- _EXERCISE BRIEF_: Output the entries exactly.

------ EXTRACTED MATERIAL ------

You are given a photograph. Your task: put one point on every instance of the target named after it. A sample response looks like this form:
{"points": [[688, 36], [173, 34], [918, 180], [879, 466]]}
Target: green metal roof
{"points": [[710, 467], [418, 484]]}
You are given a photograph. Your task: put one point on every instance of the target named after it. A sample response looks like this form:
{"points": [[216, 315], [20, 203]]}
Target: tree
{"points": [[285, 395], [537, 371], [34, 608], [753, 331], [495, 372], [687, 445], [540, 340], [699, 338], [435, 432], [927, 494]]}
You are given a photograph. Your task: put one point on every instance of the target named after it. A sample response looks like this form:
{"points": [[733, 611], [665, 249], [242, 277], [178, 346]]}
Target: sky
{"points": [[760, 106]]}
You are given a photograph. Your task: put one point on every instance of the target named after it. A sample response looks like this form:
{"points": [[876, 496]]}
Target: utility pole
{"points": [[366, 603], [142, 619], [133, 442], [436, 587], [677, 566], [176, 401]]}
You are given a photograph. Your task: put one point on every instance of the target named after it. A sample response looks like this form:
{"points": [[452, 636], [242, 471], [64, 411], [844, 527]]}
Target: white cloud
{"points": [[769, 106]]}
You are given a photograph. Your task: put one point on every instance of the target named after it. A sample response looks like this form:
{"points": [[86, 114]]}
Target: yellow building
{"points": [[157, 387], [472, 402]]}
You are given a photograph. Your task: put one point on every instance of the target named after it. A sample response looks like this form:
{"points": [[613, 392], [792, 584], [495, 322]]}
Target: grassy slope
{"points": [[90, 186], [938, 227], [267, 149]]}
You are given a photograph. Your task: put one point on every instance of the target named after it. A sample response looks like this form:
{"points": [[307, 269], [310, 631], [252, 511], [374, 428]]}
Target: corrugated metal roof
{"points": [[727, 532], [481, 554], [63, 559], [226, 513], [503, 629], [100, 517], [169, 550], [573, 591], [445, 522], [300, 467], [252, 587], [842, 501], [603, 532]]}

------

- _TASK OUTPUT_:
You are given a photograph. Your task: put one point on every instance of the target named after it. A sample response looks like this form:
{"points": [[688, 36], [173, 34], [918, 180], [879, 466]]}
Target: green metal roof
{"points": [[710, 467], [418, 484]]}
You are given a photograph. Your task: put one point on every instance of the target named after it. A sample response looks like this form:
{"points": [[216, 315], [20, 203]]}
Target: tree
{"points": [[285, 395], [537, 371], [34, 608], [753, 331], [495, 372], [687, 445], [540, 340], [699, 338], [435, 432], [927, 494]]}
You are given a photograph. Your task: put one point on every instance of the target named after it. A sample response looks like this form:
{"points": [[733, 611], [665, 249], [242, 277], [178, 346]]}
Target: sky
{"points": [[760, 106]]}
You are given a photograph. Your task: put one point on every instance of the target named after it. A sample response looks like this form:
{"points": [[876, 496]]}
Target: utility pole
{"points": [[366, 603], [142, 619], [133, 442], [436, 587], [677, 566], [176, 401]]}
You are given a photograph. Your task: put one point on every instance of the target named after it. A sample response looks like this form:
{"points": [[452, 636], [242, 471], [64, 411], [844, 527]]}
Target: white cloud
{"points": [[769, 106]]}
You are given a photograph. Your task: put one point on every instance of the target named after it. A sample response looks like this form:
{"points": [[86, 114]]}
Target: yellow building
{"points": [[157, 387], [472, 402]]}
You are given a photograph. Your task: put one point on every instance of the target named after it. A sample response looks like this form:
{"points": [[613, 392], [792, 584], [495, 322]]}
Target: grassy slope
{"points": [[90, 186], [938, 227], [267, 149]]}
You are given a photograph. Your task: put one point on every instance of the target named after it. A sample response looks like this form:
{"points": [[307, 269], [310, 631], [252, 511], [374, 428]]}
Target: corrugated metal roof
{"points": [[727, 532], [481, 554], [63, 559], [226, 513], [503, 629], [100, 517], [169, 550], [573, 591], [445, 522], [300, 467], [252, 587], [842, 501], [603, 532]]}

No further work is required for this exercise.